* What needs to be done *
Give all of the lines again, with nothing added or dropped.
[Start of Given records]
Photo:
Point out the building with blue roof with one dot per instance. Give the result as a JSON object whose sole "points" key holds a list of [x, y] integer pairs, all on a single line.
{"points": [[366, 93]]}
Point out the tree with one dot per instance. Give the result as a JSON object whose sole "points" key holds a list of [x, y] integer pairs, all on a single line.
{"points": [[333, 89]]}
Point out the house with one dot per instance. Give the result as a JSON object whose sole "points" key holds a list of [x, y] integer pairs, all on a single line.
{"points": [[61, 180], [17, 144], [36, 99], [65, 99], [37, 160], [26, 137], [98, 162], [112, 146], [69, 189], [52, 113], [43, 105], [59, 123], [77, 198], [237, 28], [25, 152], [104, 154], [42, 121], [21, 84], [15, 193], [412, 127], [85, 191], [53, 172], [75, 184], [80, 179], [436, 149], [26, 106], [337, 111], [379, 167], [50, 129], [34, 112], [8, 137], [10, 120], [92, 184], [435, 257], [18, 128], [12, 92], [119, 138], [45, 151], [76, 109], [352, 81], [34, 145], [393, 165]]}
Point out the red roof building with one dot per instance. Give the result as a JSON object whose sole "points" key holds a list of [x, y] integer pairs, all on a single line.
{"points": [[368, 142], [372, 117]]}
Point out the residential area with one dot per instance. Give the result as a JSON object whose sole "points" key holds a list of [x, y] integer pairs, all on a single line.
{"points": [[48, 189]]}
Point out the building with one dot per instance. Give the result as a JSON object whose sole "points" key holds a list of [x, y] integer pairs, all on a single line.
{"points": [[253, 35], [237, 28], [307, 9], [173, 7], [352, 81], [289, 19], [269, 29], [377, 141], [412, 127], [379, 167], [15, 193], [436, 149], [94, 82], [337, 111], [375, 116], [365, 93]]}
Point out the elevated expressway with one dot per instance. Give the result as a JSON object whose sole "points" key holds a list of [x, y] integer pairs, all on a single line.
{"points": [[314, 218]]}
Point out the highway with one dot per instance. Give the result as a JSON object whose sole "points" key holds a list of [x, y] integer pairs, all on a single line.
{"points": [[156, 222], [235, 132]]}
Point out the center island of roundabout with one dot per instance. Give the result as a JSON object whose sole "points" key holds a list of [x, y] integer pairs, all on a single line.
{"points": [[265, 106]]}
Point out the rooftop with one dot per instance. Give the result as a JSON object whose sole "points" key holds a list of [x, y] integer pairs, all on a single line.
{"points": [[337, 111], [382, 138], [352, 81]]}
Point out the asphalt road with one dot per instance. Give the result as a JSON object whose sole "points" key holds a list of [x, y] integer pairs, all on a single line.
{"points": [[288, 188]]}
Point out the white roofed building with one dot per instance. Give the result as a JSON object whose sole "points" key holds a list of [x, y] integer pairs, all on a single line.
[End of Given records]
* Solution to this task *
Photo:
Point out the building with blue roof with one dot per instance. Give the result as a JSON object whose sole "points" key holds a list of [x, y] integer pairs, all on a single line.
{"points": [[366, 93]]}
Point out the tree with one dot per instance. Give the result as a JSON object whose sole "points" key holds a list of [x, y] integer pairs, all on a single line.
{"points": [[333, 89]]}
Point out the house with one dot per instance. Give the result as a JSON object whose sole "points" key holds a list of [x, y] integer pairs, all on a single line.
{"points": [[61, 180], [17, 144], [36, 99], [65, 99], [37, 160], [26, 137], [98, 162], [112, 146], [69, 189], [52, 113], [43, 105], [59, 123], [77, 198], [237, 28], [25, 152], [104, 154], [42, 121], [21, 84], [15, 193], [412, 127], [85, 191], [53, 172], [75, 184], [80, 179], [436, 149], [26, 106], [337, 111], [379, 167], [50, 129], [34, 112], [8, 137], [10, 120], [92, 184], [435, 257], [18, 128], [12, 92], [119, 138], [45, 151], [76, 109], [352, 81], [34, 145], [393, 165]]}
Point out the red roof building with one dot per instance. Give the result as a JSON object whose sole "points" key holds a list of [x, y] integer pairs, all on a single line.
{"points": [[368, 142], [372, 117]]}
Point out the residential area with one dot per instance. Give the result as a JSON object whose sole "points" key holds a list of [x, y] integer pairs, all on a single line.
{"points": [[48, 189]]}
Point out the building with one dot per instance. Give the result as a JSON object whose sole "points" key holds a list of [x, y] integer pairs, all on a single line.
{"points": [[253, 35], [237, 28], [307, 9], [173, 7], [352, 81], [289, 19], [269, 29], [377, 141], [412, 127], [379, 167], [15, 193], [436, 149], [94, 82], [337, 111], [375, 116], [365, 93]]}
Point out the elevated expressway with one dot per instance. Give the result as a JSON object whose sole "points" key holds a list of [x, y] integer pairs, all on a single line.
{"points": [[314, 218]]}
Point out the highway with one dot per instance. Give the result as a JSON object whose sole "points" key holds a list of [x, y] integer pairs, all on a single line.
{"points": [[156, 222], [235, 132]]}
Point out the center island of roundabout with one dot per instance. Give the result as a JSON object whose sole "points" key holds a list of [x, y] integer pairs, all on a single line.
{"points": [[265, 106]]}
Point out the rooftop with one dot per instance. Give the result as a JSON object whose sole "points" key holds a list of [x, y] integer pairs, all on a single line.
{"points": [[337, 111], [382, 138], [352, 81]]}
Point out the asphalt road with one dot per instance. Give the result as a JSON object whose sole "points" key holds a list of [x, y] integer pairs, all on a single line.
{"points": [[288, 188]]}
Point out the white roofed building with one dot per instance. Give the result as a JSON object whose sole "points" key holds a list of [x, y] integer pairs, all on a single line.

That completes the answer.